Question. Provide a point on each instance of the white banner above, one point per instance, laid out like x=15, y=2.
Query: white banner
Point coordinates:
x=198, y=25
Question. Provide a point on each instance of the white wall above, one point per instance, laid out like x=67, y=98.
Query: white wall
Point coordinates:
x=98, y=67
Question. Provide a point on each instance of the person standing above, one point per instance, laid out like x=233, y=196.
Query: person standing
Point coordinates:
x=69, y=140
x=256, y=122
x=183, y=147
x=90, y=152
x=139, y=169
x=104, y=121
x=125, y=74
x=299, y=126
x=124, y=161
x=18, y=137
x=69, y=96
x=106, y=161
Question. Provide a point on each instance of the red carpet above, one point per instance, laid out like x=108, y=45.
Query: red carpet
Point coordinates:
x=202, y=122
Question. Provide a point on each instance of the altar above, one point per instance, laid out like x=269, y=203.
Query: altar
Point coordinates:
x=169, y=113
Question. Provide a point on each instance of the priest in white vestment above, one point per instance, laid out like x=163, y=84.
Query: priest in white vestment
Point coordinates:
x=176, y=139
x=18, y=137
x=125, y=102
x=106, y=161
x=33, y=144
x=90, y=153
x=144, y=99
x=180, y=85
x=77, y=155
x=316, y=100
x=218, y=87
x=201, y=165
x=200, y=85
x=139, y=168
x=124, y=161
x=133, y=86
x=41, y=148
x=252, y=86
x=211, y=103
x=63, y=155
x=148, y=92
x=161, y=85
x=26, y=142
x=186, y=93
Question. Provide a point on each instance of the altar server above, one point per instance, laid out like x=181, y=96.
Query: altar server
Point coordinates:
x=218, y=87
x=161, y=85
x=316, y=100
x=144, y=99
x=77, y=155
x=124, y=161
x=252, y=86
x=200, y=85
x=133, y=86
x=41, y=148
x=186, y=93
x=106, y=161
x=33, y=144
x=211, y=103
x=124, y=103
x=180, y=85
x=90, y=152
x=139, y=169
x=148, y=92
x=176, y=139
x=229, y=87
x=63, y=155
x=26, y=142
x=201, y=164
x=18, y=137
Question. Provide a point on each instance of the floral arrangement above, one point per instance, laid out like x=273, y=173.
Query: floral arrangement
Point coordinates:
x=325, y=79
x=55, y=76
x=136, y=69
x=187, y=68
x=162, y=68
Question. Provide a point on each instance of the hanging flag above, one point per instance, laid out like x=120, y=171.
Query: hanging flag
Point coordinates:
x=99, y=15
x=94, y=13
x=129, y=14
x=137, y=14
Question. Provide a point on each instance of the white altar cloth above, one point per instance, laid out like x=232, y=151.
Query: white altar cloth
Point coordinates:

※

WRITTEN INSTRUCTION: Write out all of the items above again word for word, line by line in the same order.

COMPLETE ANSWER:
Question. Provide a point on each instance of the white banner above, one point per instance, laid out like x=15, y=2.
Query: white banner
Point coordinates:
x=198, y=25
Question. Provide a point on each instance of the white wall above, one point per instance, laid out like x=67, y=98.
Query: white wall
Point coordinates:
x=98, y=67
Question. Provide a point on each instance of the person standing above, one point per instance, laid out like x=233, y=196.
Query: person standing
Point coordinates:
x=69, y=140
x=256, y=122
x=183, y=147
x=90, y=152
x=139, y=169
x=104, y=121
x=125, y=74
x=299, y=126
x=124, y=161
x=18, y=137
x=69, y=96
x=106, y=161
Question. Provide a point on each instance of the red carpet above, one point per instance, laid out like x=108, y=45.
Query: red carpet
Point coordinates:
x=202, y=122
Question. Provide a point on each instance of the altar above, one point per instance, laid out like x=269, y=203.
Query: altar
Point coordinates:
x=169, y=113
Question. Provide a point on each instance of the priest in white vestment above, one point per instance, laid out like x=163, y=84.
Query: priest in white vestment
Point coordinates:
x=176, y=139
x=18, y=137
x=125, y=102
x=106, y=161
x=33, y=144
x=90, y=153
x=144, y=99
x=180, y=85
x=77, y=155
x=316, y=100
x=218, y=87
x=201, y=165
x=200, y=85
x=139, y=168
x=124, y=161
x=133, y=86
x=41, y=148
x=252, y=86
x=211, y=103
x=63, y=155
x=148, y=92
x=161, y=85
x=26, y=142
x=186, y=93
Question. Provide a point on each instance of the altar server above, one point per instance, laid out like x=181, y=96.
Query: altar server
Point coordinates:
x=218, y=87
x=161, y=85
x=316, y=100
x=144, y=99
x=77, y=155
x=124, y=161
x=252, y=86
x=200, y=85
x=133, y=86
x=41, y=148
x=186, y=93
x=106, y=161
x=33, y=144
x=211, y=103
x=124, y=103
x=180, y=85
x=90, y=152
x=139, y=169
x=148, y=92
x=176, y=139
x=229, y=87
x=63, y=155
x=26, y=142
x=201, y=164
x=18, y=137
Question. Provide a point on each instance of the floral arrangement above, one point per instance, laid out like x=273, y=173.
Query: floral arrangement
Point coordinates:
x=325, y=79
x=55, y=76
x=136, y=69
x=187, y=68
x=162, y=68
Question. Provide a point on each instance of the hanging flag above, one point per instance, laid out like x=120, y=171.
Query: hanging flag
Point coordinates:
x=99, y=15
x=94, y=13
x=129, y=14
x=137, y=14
Question. Provide a point on each instance of the white altar cloth above, one point per instance, laid out like x=232, y=151.
Query: white altar cloth
Point coordinates:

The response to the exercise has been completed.